To do: Render every line of the rows below as a Markdown table with two columns, No and Line, where No numbers the lines in order and Line holds the text. Skip blank lines and omit the pictures.

Given data:
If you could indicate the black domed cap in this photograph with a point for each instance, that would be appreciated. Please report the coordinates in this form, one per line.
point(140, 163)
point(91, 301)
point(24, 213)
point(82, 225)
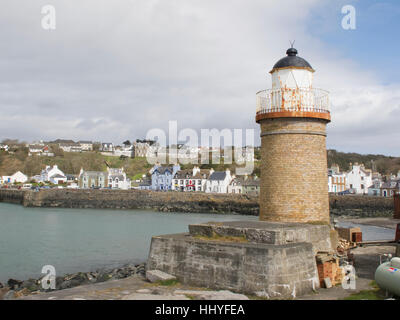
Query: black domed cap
point(292, 60)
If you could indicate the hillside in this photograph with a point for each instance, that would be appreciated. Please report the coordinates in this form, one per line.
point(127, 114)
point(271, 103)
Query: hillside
point(71, 163)
point(376, 162)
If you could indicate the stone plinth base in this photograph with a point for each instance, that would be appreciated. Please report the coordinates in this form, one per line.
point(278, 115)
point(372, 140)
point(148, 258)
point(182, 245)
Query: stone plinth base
point(273, 260)
point(269, 232)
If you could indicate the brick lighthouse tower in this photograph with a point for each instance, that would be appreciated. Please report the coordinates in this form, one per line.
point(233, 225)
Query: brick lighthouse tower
point(293, 117)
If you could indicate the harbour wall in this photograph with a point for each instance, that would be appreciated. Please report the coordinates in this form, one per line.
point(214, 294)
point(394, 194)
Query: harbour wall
point(348, 205)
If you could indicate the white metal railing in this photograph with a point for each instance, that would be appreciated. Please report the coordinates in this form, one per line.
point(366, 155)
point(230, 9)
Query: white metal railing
point(292, 99)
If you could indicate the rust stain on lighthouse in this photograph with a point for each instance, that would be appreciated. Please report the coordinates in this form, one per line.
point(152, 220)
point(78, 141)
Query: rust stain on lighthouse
point(293, 117)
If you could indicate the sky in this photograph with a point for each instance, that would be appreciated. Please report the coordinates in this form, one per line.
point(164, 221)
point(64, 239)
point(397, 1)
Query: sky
point(113, 70)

Exercise solution:
| No | Line |
|---|---|
| 1 | If you could indicate the black domed cap in this photograph with a point for each instance, that would be appreciated. Please report the coordinates in this form, one per line. |
| 2 | point(140, 163) |
| 3 | point(91, 301) |
| 4 | point(24, 213) |
| 5 | point(82, 225) |
| 6 | Query: black domed cap |
| 7 | point(292, 60) |
| 8 | If you could indicate the hillside in this photograph with a point for each instance, that would be appreciated. Please report the coordinates in this form, one per line. |
| 9 | point(127, 114) |
| 10 | point(271, 103) |
| 11 | Query: hillside |
| 12 | point(71, 163) |
| 13 | point(376, 162) |
| 14 | If you could indicate the stone plinth base in this photograph with a point for each instance, that would be appreciated. Please report the coordinates in this form, one per line. |
| 15 | point(278, 115) |
| 16 | point(372, 140) |
| 17 | point(148, 258) |
| 18 | point(182, 245) |
| 19 | Query: stone plinth base |
| 20 | point(273, 260) |
| 21 | point(269, 232) |
| 22 | If you could indicate the brick lighthouse tower in this photograph with a point for each instance, that would be appreciated. Please report the coordinates in this form, one per line. |
| 23 | point(233, 225) |
| 24 | Query: brick lighthouse tower |
| 25 | point(293, 117) |
| 26 | If you could indicate the harbour wall in this photograph with a point for each instance, that would be appreciated. Please report the coordinates in this form, one per line. |
| 27 | point(214, 294) |
| 28 | point(394, 194) |
| 29 | Query: harbour wall |
| 30 | point(348, 205) |
| 31 | If you could indicate the white metal railing in this photograph with a point for each instance, that would be appreciated. Please report the coordinates in this form, one per line. |
| 32 | point(366, 155) |
| 33 | point(230, 9) |
| 34 | Query: white metal railing |
| 35 | point(292, 99) |
| 36 | If you could indicate the rust stain on lighthouse in this photograph with a point for each instance, that would be appreciated. Please report the coordinates in this form, one per line. |
| 37 | point(152, 220) |
| 38 | point(78, 141) |
| 39 | Query: rust stain on lighthouse |
| 40 | point(293, 117) |
| 41 | If you could indicate the sky in this photograph with a point for each instance, that would be appreciated. Please report the coordinates in this form, one per line. |
| 42 | point(164, 221) |
| 43 | point(64, 239) |
| 44 | point(397, 1) |
| 45 | Query: sky |
| 46 | point(113, 70) |